* _GIVEN PROBLEM_:
Copy out the data below character for character, from the line containing "Shelf-audit task: drop a dot on every instance of the crowd" through the end of the data, and nothing else.

* _DATASET ENTRIES_:
(begin)

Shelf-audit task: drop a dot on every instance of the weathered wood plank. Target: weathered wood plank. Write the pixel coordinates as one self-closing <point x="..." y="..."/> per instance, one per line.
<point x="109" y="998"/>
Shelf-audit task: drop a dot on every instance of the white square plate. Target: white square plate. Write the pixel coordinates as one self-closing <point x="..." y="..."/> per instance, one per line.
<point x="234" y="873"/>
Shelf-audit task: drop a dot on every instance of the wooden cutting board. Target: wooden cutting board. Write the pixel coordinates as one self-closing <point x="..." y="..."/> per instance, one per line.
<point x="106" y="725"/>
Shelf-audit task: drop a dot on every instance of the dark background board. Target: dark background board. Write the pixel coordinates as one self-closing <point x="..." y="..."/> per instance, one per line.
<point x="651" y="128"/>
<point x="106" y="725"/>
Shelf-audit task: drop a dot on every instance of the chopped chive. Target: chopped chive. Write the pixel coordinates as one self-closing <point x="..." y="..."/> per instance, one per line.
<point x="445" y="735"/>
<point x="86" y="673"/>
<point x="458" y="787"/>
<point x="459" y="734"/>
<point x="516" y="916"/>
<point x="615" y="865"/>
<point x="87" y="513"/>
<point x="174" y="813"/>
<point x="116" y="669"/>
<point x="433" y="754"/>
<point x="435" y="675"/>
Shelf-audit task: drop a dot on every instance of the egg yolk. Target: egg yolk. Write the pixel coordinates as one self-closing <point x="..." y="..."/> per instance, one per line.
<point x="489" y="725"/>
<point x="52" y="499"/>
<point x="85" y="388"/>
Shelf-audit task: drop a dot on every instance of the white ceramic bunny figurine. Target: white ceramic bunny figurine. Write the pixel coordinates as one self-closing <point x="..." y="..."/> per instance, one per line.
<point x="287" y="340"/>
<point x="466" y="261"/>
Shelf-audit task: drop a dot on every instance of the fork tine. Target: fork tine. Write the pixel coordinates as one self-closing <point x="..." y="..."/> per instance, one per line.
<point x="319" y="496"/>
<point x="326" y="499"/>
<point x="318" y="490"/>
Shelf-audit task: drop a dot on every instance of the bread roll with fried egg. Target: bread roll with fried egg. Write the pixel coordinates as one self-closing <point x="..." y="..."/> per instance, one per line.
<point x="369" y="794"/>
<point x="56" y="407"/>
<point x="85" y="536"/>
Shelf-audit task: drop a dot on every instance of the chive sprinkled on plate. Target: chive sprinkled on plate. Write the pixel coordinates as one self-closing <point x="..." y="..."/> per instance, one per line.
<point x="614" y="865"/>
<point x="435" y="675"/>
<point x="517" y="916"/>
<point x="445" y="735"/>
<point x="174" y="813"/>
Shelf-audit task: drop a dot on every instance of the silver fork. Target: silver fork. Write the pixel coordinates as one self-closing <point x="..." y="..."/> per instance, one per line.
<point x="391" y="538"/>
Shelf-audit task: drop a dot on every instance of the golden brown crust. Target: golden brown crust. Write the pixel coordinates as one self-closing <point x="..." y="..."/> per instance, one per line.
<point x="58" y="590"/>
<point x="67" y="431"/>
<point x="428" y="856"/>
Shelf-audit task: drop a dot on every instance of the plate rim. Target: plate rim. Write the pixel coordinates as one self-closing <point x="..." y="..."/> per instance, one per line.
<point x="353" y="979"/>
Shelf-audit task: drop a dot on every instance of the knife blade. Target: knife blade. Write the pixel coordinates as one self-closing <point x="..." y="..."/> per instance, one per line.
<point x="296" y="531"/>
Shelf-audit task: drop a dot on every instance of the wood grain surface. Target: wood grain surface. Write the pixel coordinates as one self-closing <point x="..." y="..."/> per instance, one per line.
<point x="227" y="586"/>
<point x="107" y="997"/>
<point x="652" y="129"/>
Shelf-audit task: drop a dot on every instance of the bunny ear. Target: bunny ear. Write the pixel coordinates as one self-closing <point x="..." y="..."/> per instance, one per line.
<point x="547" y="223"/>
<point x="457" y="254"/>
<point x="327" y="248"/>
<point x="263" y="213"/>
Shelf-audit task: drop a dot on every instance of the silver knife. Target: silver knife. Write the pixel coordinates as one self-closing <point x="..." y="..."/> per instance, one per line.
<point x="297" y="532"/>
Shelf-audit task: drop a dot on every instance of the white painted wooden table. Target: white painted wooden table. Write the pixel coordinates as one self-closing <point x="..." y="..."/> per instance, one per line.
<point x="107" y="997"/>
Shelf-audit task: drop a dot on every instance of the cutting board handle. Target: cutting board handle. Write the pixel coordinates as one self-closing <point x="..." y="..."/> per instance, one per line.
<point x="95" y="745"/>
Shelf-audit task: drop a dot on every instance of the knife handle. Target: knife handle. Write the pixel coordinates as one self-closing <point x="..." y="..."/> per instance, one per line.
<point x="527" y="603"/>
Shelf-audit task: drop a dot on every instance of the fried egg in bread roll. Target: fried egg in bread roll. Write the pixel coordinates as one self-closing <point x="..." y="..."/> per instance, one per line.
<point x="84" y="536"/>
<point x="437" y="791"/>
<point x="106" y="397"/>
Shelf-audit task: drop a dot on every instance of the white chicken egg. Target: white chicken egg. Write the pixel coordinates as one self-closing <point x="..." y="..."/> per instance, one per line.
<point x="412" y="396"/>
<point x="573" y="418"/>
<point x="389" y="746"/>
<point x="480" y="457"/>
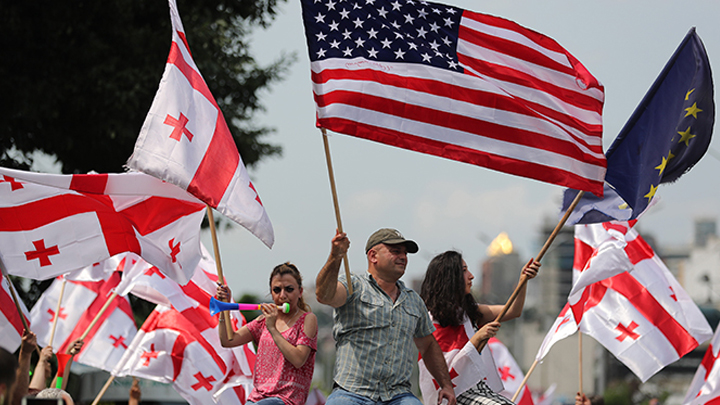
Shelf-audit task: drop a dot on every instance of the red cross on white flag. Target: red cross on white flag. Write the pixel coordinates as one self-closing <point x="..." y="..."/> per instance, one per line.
<point x="186" y="141"/>
<point x="466" y="366"/>
<point x="563" y="327"/>
<point x="643" y="316"/>
<point x="86" y="292"/>
<point x="510" y="372"/>
<point x="179" y="344"/>
<point x="102" y="215"/>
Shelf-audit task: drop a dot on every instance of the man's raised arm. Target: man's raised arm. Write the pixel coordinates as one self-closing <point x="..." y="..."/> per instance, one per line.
<point x="327" y="288"/>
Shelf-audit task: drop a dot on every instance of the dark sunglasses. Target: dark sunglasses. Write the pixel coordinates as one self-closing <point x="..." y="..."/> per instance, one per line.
<point x="288" y="289"/>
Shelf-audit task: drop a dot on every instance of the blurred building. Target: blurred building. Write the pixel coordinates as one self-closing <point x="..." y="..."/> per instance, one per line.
<point x="500" y="271"/>
<point x="701" y="273"/>
<point x="555" y="279"/>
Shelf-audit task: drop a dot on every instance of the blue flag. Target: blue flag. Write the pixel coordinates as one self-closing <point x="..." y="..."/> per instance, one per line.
<point x="667" y="134"/>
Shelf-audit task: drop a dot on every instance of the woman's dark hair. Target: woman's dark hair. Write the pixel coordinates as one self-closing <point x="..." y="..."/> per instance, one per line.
<point x="443" y="291"/>
<point x="291" y="269"/>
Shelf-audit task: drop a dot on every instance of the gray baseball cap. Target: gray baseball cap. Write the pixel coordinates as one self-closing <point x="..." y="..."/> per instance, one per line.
<point x="390" y="237"/>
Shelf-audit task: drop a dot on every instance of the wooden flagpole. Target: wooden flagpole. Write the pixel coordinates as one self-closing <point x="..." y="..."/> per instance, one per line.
<point x="580" y="357"/>
<point x="104" y="388"/>
<point x="331" y="175"/>
<point x="97" y="317"/>
<point x="57" y="311"/>
<point x="524" y="381"/>
<point x="546" y="246"/>
<point x="11" y="287"/>
<point x="218" y="265"/>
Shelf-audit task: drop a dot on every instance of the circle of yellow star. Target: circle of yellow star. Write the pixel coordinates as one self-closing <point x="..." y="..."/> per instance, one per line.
<point x="686" y="137"/>
<point x="693" y="110"/>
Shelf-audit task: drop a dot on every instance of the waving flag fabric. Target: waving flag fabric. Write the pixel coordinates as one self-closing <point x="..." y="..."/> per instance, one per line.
<point x="180" y="345"/>
<point x="705" y="386"/>
<point x="86" y="292"/>
<point x="510" y="373"/>
<point x="186" y="141"/>
<point x="563" y="327"/>
<point x="643" y="317"/>
<point x="449" y="82"/>
<point x="606" y="249"/>
<point x="465" y="364"/>
<point x="11" y="326"/>
<point x="667" y="134"/>
<point x="54" y="224"/>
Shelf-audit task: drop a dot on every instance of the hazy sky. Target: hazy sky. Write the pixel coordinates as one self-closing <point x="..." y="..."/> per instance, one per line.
<point x="445" y="204"/>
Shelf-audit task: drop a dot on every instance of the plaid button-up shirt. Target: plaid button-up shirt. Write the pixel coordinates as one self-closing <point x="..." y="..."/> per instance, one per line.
<point x="374" y="338"/>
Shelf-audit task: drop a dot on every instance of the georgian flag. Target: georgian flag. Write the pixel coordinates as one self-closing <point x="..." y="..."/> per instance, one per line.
<point x="705" y="386"/>
<point x="85" y="294"/>
<point x="179" y="344"/>
<point x="609" y="248"/>
<point x="642" y="316"/>
<point x="148" y="282"/>
<point x="54" y="224"/>
<point x="510" y="372"/>
<point x="11" y="326"/>
<point x="186" y="141"/>
<point x="466" y="366"/>
<point x="563" y="327"/>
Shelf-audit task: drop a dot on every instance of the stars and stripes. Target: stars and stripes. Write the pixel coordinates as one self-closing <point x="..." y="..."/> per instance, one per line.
<point x="449" y="82"/>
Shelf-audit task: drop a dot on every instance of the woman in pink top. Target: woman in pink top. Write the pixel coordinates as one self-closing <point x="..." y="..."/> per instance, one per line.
<point x="286" y="343"/>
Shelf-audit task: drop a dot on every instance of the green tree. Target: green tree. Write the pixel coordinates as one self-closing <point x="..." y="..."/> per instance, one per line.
<point x="78" y="77"/>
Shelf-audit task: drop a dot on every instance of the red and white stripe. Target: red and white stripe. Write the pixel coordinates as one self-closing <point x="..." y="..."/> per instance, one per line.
<point x="705" y="386"/>
<point x="644" y="317"/>
<point x="524" y="105"/>
<point x="186" y="141"/>
<point x="61" y="223"/>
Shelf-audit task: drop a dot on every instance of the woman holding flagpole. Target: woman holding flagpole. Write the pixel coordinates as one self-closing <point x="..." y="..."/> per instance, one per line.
<point x="462" y="325"/>
<point x="286" y="342"/>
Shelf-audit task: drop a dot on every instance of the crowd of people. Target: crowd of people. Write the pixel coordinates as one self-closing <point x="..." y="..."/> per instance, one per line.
<point x="378" y="321"/>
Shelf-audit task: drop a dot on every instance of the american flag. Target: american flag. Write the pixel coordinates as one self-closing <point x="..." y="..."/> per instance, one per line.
<point x="449" y="82"/>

(end)

* _ANSWER TO THIS PROBLEM_:
Shelf-audit task: drop a dot on every instance of the crowd of people. Target: crowd of people. Write the pixel coordinates as one self-closing <point x="..." y="..."/> per instance, one per line.
<point x="378" y="321"/>
Shelf-audit task: drop a dot on every instance of the american flag. Target: american flag. Write the pixel coordinates as one self-closing <point x="..." y="..."/> per instance, one per line.
<point x="449" y="82"/>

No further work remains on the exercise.